*Stated goal*. Give as output the line that contains "written like [696,502].", followed by every remaining line of the entries, unchanged and with nothing added.

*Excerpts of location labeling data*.

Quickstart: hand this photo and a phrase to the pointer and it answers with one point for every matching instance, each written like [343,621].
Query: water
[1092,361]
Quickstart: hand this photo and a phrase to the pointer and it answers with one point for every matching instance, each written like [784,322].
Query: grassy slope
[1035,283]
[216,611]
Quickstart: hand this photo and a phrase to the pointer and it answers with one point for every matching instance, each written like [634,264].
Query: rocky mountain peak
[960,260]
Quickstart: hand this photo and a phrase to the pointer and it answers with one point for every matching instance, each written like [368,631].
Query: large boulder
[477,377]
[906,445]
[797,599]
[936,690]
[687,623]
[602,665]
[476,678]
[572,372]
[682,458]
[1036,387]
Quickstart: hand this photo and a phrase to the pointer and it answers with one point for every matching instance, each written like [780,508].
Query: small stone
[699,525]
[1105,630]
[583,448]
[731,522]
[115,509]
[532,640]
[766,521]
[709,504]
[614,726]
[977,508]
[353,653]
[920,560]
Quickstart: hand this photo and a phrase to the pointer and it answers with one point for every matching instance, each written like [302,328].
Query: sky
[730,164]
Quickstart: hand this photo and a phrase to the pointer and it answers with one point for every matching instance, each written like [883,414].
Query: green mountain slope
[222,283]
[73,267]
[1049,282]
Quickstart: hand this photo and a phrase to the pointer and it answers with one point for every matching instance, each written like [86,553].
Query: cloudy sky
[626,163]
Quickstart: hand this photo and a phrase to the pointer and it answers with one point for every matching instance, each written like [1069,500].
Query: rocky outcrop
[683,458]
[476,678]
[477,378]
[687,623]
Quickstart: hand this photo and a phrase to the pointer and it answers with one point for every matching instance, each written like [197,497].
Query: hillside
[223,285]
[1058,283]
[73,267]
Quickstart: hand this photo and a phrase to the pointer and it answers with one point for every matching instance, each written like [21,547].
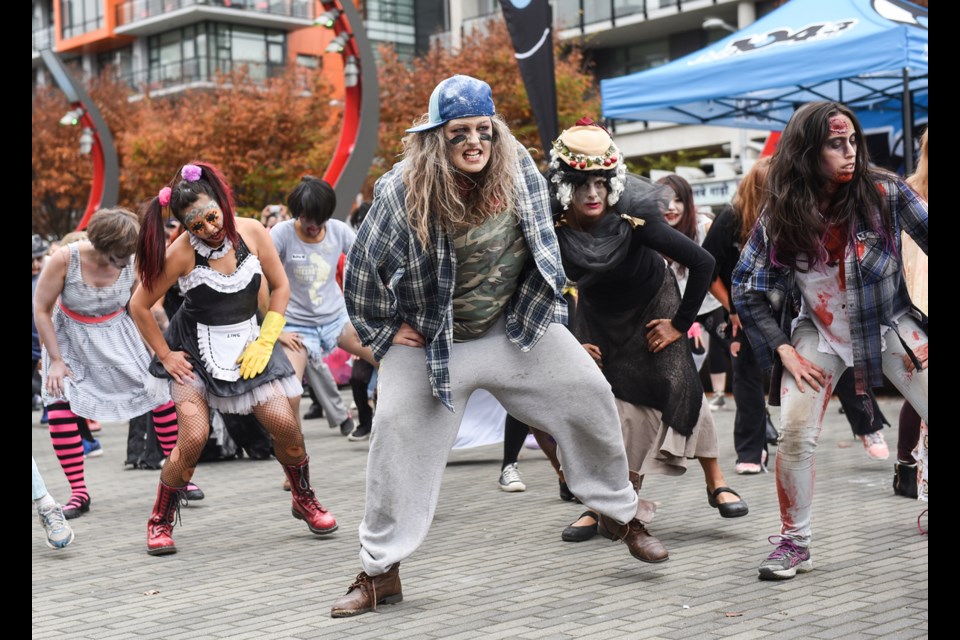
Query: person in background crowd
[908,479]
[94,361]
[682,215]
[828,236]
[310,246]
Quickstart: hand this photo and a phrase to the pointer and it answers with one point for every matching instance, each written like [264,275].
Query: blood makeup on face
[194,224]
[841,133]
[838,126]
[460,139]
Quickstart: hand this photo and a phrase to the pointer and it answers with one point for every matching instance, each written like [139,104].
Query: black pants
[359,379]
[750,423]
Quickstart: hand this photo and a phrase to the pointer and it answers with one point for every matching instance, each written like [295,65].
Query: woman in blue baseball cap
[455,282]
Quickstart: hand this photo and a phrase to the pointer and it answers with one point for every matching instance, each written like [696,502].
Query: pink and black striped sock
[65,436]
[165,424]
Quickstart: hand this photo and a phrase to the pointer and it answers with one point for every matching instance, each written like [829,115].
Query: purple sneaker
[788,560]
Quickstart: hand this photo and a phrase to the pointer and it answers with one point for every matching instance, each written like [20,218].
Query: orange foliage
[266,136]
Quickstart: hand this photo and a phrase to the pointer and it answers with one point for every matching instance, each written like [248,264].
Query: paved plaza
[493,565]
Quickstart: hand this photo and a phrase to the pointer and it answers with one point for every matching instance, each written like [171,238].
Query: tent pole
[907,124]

*Response to this exercise*.
Quickstart: hand this photo and a phrase to the pointer and it answers with one point for every matching instance, each written like [696,502].
Query: pink and black striped sock
[65,436]
[165,424]
Quickstart: hand this photo and a phrase to the pointer and it answers with one point for every matching instance, each written like [829,115].
Query: purple sneaker
[788,560]
Quickstart: hand this photo and a phrase to the pointer and it answers with one point for every matching instance, each written like [20,218].
Query: orange foliage
[266,136]
Quickstart: hand this photo and a phrase to the pointer and it answers with one point for every matching instance, each written like [248,264].
Query: paved plaza
[493,565]
Quickstart: hand this photo and a phrase to the pointer and it answers with one point for every matching instance, each written like [171,238].
Query: tent pole
[907,124]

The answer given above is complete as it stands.